[[ Extracted records, beginning ]]

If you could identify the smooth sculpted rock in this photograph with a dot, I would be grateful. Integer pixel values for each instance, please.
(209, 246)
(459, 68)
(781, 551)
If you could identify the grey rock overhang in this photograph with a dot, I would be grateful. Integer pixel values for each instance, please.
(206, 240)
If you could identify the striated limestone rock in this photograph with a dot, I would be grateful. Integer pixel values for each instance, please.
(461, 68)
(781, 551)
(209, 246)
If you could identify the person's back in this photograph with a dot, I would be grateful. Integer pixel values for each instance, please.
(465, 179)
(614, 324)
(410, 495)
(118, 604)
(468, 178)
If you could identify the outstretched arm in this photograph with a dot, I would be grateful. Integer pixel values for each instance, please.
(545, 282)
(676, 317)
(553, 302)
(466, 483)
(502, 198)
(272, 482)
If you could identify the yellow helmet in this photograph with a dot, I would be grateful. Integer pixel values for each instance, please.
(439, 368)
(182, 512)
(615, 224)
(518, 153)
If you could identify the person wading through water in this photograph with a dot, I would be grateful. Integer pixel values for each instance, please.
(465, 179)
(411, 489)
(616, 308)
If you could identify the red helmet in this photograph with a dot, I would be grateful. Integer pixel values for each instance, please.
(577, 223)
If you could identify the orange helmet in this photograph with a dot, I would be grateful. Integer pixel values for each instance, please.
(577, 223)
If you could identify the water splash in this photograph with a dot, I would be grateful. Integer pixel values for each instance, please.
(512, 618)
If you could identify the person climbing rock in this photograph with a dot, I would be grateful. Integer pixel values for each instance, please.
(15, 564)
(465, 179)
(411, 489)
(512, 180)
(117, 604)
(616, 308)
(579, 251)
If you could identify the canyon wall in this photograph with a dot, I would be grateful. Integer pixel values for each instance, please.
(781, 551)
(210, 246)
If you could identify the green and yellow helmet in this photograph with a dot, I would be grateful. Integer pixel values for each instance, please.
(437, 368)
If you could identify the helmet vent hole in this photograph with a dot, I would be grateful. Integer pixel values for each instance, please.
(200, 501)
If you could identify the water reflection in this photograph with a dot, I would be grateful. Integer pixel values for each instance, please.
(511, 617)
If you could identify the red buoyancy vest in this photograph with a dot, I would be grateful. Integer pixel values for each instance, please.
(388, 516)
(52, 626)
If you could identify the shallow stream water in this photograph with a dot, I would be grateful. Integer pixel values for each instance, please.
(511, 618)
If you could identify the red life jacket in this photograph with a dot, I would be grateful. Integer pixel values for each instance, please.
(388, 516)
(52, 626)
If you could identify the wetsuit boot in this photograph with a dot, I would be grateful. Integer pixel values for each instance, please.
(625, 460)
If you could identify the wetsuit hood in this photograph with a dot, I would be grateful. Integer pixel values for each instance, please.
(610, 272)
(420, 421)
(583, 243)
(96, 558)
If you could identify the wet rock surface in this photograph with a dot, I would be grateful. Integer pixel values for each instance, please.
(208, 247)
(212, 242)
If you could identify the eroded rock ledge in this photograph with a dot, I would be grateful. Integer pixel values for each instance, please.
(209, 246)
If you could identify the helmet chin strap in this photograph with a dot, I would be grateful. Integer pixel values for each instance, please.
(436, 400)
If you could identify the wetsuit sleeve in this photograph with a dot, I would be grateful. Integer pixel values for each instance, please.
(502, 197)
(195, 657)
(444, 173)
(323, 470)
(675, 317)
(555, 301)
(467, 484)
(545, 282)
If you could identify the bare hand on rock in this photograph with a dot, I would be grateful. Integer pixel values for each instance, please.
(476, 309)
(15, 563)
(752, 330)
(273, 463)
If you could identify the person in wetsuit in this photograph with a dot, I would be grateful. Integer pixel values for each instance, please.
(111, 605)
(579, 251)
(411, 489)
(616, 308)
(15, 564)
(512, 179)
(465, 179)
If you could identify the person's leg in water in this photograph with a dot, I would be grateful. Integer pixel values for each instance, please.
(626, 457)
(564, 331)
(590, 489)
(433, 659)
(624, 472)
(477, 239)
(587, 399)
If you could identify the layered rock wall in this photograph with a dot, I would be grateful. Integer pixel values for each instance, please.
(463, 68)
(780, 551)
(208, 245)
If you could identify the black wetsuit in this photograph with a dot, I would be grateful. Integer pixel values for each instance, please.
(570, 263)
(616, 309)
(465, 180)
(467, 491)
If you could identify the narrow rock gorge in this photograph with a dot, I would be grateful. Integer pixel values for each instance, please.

[[ Extracted records, end ]]

Task statement >> Your task is to transcribe the material exactly.

Exercise response >>
If you could identify the smooth sculpted rock in this photograph with a dot, I would be grateful. Integer pixel values for each instance, please.
(209, 246)
(459, 68)
(781, 551)
If you could identify the grey rock overhang in this photograph with a dot, I would be grateful. Integer pixel values for each instance, please.
(206, 240)
If you could identify the striated limestone rock in this photograph with a dot, I would be grateful. Integer pixel values for each instance, please.
(461, 68)
(781, 551)
(209, 246)
If you could identify the person's back in this photograph with a dot, I would be grateful. Integer pixel values for each instance, please.
(465, 179)
(614, 324)
(410, 495)
(118, 604)
(468, 178)
If you could identify the outstretched arm in this photograph with a dot, I would be grateful. Integer pixel values for each instance, please.
(545, 282)
(676, 317)
(553, 302)
(466, 483)
(502, 198)
(272, 482)
If you could identify the yellow helmet in this photograph with a dot, I would be grateful. Integer pixel values for each instance, please.
(439, 368)
(182, 512)
(615, 224)
(518, 153)
If you could identify the person wading through water in this photograph with a dot, I would be grateful. Integer pixel values for each instance, please.
(465, 179)
(411, 489)
(616, 308)
If you could identify the red helmet in this photograph with a dot, I would be grateful. Integer pixel values for each instance, please.
(577, 223)
If you could identify the orange helmet in this photograph with a dot, I would be grateful. Integer pixel values for each instance, please.
(577, 223)
If you could identify the water splash in this photograph with a dot, I would be grateful. Integer pixel values for each instance, please.
(512, 618)
If you could identify the person climbing rock in this photograph with a dot, I would be grateful. Integer pixel values for each instance, please.
(15, 564)
(465, 179)
(411, 489)
(512, 180)
(117, 604)
(616, 308)
(579, 251)
If you could identify the canyon wall in this photograph with a dot, I would be grateful. Integer pixel values for each instance, please.
(781, 551)
(210, 246)
If you could identify the green and yellow helmet in this photograph with a dot, I would be grateful. Integer pixel values for each instance, please.
(437, 368)
If you could identify the helmet vent hole in this photograph with a dot, I would be grateful. Integer pixel values for each instance, please.
(200, 501)
If you could identify the water reflection in this photograph with a dot, I would be grateful. Integer pixel values for each instance, please.
(511, 617)
If you could identify the red buoyancy vest in this photograph with a dot, I would be grateful. Integer pixel values for each instance, please.
(388, 516)
(52, 626)
If you could identify the shallow stream water in this photograph with a dot, I would be grateful. Integer pixel values for each instance, please.
(511, 618)
If you could identify the red life jacket in this photograph with a dot, I would be grateful. Integer pixel values for each instance, please.
(388, 516)
(52, 626)
If you could identify the wetsuit boot in this photograph with a dot, I would be grateful. Integer pixel values for each instance, please.
(625, 460)
If you could identify the wetsuit hood in this photograph with a dot, I would be grateful. Integer pixel values for each instance, please.
(610, 272)
(420, 421)
(583, 243)
(96, 558)
If you could identify the wet rock surface in this photograph with a dot, I would be grateful. Integer pixel values for each instance, please.
(208, 247)
(212, 242)
If you could identify the eroded rock ledge in this photograph with a dot, I would be grateful. Integer pixel values for each instance, please.
(209, 246)
If you could identify the helmet chin strap in this photograph with a dot, I would be grateful. Integer pixel values for each instance, please.
(436, 400)
If you could identify the wetsuit sleeve in this photograph with a dot, I would be grateful. Integer pixel values for each instance, please.
(502, 197)
(195, 657)
(444, 173)
(323, 470)
(675, 317)
(555, 301)
(467, 484)
(545, 282)
If you could identify the bare hand on rock in this photograph with a dot, I would be grateful. Integer pixel values for each instance, please.
(476, 309)
(15, 563)
(752, 330)
(273, 463)
If you could identify the person in wetsuit in this photograph with a dot, I would be grateful. Integer pixel values for each instance, please.
(111, 605)
(579, 251)
(411, 489)
(616, 308)
(15, 564)
(512, 179)
(465, 179)
If you could identify the person's leg in water in this photograph with a dot, I would be grateful. Integer pixel values for each instance, please.
(626, 457)
(564, 331)
(590, 489)
(433, 659)
(624, 472)
(477, 239)
(587, 399)
If you could identify the layered rock wall in this photograph with a dot, I would be grateful. Integer pixel values for each instance, please.
(463, 68)
(780, 551)
(208, 245)
If you could identify the black wetsuit in this photograph with a dot, I would be grateful. Integer pixel values for each instance, please.
(570, 263)
(616, 309)
(465, 180)
(467, 491)
If you could identify the narrow rock gorge in this photograph with a dot, I would be grateful. Integer pixel values for each instance, please.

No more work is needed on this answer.